Explore the material:
1 > Answer these questions about the identification analysis overview:
(a) Does the analysis determine whether the graph is true?
(b) What abbreviation does the overview give for the Instrumental Variable strategy?
(c) What does the do-calculus strategy search for?
2 > Please reproduce everything in the identification analysis overview from "Identification analysis answers" down to "a gcm.DAG object.".

───── Selected extract

Identification Analysis

Overview

Identification analysis answers whether a causal parameter can be written as a function of the observed data distribution, given a Graphical Causal Model (GCM) and its assumptions. In causalinf, identification analysis is conducted with the method identification~analysis~() of a gcm.DAG object.

The analysis is conditional on the graph and on the assumptions discussed in Check Assumptions. It does not determine whether the graph is true. Instead, it answers a conditional question: if the GCM is a defensible representation of the data-generating process, which causal effects are identified and by which strategy?

The current GCM identification analysis checks the following strategies:

Strategy	Abbreviation	What it searches for
Selection on Observables	SoO	Adjustment sets for total and controlled direct effects.
Instrumental Variable	IV	Instruments, and any required adjustment variables, for the average causal effect.
do-calculus	do	A causal probability expression for the average causal effect.

──────────
───── Records provided

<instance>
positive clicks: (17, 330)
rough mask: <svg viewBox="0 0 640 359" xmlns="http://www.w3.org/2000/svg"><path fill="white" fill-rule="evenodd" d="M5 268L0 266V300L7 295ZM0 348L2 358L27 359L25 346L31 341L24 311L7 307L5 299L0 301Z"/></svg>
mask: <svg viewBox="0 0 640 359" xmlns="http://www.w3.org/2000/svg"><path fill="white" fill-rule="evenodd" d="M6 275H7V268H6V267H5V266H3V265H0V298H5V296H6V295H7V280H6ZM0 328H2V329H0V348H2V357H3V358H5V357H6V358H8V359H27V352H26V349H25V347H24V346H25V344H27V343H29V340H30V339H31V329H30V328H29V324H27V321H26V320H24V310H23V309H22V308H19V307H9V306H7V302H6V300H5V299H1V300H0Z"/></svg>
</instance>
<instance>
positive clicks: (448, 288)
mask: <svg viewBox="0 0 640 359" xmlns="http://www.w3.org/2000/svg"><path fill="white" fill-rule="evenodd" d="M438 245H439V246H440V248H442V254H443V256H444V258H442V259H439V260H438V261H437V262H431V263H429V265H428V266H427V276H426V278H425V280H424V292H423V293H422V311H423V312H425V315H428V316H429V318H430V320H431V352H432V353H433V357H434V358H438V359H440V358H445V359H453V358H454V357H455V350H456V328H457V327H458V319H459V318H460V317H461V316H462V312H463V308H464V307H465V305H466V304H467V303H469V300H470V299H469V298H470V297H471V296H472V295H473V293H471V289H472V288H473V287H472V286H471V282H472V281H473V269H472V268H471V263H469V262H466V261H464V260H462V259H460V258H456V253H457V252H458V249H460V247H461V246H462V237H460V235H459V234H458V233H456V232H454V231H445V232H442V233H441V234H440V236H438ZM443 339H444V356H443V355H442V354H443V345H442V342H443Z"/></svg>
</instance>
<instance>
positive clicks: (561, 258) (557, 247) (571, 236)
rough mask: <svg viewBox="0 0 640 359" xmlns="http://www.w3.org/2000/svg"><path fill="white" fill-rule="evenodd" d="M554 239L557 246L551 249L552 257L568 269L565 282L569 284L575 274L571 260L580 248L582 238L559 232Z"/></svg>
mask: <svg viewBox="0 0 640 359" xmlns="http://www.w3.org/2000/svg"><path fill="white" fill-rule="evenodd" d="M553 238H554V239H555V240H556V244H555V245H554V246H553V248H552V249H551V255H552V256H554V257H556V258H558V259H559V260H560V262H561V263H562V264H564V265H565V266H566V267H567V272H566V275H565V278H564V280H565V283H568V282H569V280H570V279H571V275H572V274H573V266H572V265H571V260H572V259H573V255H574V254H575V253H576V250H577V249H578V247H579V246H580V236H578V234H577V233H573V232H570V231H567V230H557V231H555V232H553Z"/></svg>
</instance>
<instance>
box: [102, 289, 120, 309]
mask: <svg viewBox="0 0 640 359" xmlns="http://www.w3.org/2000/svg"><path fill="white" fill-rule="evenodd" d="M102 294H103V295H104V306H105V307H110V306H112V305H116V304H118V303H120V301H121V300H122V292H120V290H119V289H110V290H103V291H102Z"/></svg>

──────────

Answer section:
1 >
(a) No.
(b) IV
(c) A causal probability expression for the average causal effect.

2 >
Identification analysis answers whether a causal parameter can be written as a function of the observed data distribution, given a Graphical Causal Model (GCM) and its assumptions. In causalinf, identification analysis is conducted with the method identification~analysis~() of a gcm.DAG object.